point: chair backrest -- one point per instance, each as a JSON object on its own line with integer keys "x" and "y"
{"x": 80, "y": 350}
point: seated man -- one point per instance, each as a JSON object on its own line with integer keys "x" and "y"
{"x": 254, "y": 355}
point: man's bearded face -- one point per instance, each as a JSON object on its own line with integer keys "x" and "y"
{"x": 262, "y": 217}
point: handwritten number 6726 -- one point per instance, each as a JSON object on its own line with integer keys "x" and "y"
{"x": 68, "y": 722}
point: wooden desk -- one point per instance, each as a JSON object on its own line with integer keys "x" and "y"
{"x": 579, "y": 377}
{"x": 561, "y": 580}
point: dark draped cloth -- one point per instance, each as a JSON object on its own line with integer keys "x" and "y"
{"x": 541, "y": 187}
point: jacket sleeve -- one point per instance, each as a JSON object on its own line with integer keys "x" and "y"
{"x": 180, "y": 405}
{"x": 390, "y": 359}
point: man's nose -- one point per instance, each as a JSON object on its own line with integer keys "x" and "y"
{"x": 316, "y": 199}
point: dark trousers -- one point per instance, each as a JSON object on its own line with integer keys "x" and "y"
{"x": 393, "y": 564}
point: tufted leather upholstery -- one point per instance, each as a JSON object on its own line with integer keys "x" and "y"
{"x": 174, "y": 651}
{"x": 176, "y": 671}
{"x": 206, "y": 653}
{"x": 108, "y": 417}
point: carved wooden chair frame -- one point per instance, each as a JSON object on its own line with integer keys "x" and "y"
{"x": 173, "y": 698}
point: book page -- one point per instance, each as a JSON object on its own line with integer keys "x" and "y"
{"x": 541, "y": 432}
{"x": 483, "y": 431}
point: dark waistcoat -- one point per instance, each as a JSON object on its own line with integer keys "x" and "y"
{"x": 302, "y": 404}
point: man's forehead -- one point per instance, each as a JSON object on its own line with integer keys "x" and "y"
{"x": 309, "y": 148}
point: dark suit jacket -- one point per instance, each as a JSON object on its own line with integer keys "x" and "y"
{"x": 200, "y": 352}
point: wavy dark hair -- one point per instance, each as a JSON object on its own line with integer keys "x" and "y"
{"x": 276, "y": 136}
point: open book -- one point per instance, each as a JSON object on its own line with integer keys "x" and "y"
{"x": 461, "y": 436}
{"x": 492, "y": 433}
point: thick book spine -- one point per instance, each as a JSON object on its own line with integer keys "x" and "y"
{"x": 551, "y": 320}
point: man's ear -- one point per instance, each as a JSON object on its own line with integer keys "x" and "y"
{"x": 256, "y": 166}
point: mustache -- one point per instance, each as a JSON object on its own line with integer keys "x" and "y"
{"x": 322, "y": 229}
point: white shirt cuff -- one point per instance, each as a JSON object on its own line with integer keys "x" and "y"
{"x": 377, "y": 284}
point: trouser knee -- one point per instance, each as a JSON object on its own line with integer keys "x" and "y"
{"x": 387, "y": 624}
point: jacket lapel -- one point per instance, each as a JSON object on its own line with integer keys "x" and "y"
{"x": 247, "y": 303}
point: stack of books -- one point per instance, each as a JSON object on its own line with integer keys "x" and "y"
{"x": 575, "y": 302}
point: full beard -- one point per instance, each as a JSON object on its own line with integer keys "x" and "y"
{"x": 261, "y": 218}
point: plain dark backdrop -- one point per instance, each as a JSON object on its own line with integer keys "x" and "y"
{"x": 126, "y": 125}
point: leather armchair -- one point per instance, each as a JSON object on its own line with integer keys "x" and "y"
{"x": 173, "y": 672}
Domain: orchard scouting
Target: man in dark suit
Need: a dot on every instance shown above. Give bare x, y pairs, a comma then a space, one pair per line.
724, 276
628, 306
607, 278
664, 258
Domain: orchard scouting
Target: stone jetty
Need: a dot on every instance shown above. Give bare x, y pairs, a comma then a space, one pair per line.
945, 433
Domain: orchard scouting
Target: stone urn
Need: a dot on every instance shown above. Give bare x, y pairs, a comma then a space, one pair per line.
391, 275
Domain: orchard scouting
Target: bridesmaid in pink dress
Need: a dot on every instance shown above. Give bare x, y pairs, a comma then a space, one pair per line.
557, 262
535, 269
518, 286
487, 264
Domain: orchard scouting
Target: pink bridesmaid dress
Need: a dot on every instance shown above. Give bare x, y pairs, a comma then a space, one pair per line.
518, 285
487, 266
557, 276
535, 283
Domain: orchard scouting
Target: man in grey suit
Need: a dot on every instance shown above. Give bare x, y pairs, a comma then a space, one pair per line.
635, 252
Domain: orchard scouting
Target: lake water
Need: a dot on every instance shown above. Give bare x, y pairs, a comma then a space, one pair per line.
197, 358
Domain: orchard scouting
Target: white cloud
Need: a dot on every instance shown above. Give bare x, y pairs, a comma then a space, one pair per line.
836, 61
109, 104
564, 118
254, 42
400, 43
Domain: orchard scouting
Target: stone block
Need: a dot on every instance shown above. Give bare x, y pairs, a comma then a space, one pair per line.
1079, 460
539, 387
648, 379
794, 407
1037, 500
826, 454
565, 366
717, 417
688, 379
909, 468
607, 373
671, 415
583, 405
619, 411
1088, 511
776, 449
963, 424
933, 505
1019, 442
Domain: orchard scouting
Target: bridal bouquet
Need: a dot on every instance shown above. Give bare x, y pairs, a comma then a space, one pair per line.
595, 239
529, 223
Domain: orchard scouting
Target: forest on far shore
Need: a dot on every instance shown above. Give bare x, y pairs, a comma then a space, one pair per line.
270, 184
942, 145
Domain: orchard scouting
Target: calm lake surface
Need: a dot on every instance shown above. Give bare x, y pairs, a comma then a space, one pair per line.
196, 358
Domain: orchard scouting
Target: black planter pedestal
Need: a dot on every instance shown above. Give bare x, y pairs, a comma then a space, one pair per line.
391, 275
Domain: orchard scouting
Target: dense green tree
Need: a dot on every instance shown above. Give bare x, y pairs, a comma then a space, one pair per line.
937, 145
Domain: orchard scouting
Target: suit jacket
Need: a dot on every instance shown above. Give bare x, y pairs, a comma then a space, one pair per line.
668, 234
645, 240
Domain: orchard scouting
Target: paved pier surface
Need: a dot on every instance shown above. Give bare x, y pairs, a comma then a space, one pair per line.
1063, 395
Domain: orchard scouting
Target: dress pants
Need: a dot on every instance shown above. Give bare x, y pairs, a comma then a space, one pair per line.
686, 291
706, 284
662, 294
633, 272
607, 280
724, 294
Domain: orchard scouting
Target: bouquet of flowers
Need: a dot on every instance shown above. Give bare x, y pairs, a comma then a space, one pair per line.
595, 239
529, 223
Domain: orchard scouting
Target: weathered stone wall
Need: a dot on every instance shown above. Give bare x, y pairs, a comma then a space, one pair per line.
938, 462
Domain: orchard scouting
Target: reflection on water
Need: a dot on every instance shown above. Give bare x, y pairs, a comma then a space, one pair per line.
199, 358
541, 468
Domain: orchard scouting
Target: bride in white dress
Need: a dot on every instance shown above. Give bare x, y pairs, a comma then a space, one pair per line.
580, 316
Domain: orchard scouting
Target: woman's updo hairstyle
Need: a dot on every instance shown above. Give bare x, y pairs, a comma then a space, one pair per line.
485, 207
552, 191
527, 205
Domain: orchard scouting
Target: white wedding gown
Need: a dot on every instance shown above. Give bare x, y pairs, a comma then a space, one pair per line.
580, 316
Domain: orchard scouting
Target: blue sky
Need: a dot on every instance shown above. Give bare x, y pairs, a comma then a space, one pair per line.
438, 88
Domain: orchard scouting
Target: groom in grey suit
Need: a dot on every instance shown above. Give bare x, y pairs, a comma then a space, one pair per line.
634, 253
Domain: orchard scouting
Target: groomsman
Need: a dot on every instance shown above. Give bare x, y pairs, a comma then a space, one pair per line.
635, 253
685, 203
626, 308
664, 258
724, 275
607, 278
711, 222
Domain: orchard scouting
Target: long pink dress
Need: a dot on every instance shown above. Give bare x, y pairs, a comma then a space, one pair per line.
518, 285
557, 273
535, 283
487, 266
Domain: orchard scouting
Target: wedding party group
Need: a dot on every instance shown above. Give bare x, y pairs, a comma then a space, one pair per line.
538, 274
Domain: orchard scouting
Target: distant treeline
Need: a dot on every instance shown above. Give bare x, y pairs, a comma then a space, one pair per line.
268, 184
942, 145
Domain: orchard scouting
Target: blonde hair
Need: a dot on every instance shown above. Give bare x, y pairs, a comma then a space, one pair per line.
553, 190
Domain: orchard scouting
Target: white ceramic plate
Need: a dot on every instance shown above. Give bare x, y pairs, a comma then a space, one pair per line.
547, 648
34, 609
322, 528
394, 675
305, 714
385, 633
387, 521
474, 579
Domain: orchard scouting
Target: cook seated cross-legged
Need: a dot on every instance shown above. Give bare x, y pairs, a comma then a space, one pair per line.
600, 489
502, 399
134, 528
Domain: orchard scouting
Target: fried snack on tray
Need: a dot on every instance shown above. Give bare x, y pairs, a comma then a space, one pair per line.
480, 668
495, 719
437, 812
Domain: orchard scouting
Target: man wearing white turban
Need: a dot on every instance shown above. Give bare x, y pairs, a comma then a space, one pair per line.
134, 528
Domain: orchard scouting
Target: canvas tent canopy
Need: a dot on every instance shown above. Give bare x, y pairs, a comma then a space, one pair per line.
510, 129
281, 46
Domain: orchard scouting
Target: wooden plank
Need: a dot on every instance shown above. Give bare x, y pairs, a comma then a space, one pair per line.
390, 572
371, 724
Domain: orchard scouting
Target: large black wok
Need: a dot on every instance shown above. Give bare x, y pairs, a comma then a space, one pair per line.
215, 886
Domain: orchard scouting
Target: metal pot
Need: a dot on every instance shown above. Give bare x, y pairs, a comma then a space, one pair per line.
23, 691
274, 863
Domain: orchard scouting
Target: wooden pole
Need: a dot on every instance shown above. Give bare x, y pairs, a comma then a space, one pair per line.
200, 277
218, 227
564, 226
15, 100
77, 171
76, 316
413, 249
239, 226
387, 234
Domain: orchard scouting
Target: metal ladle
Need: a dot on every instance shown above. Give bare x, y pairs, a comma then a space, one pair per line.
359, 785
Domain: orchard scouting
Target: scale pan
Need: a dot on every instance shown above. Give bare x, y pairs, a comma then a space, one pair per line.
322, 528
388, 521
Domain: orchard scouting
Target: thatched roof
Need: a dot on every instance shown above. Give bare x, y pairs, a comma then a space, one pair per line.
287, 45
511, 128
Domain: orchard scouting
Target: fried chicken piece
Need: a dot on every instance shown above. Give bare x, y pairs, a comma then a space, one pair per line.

□ □ □ □

## Exercise objective
From the entries above, return exactly the line containing "point: stack of", the line containing "Target: stone urn", and all lines between, and nothing else.

## Task answer
point: stack of books -- one point per instance, each as a JSON object on its own line with integer keys "x" and "y"
{"x": 575, "y": 302}
point: full beard -- one point per instance, each as a JSON object on its own line with integer keys "x" and "y"
{"x": 261, "y": 218}
point: plain dark backdrop -- one point per instance, each as a JSON object on its own line with integer keys "x" and "y"
{"x": 126, "y": 125}
point: leather armchair -- one point per instance, each as a JSON object on its own line with integer keys "x" and "y"
{"x": 173, "y": 672}
Domain: orchard scouting
Target: man in dark suit
Need: a dot on every instance shown above. Give bare x, y pairs, a comma then a space, one pair per line.
724, 276
628, 306
607, 278
664, 258
Domain: orchard scouting
Target: stone jetty
Need: a dot on every instance shown above. Give bare x, y pairs, a comma then a space, one pair per line.
945, 433
Domain: orchard scouting
Target: stone urn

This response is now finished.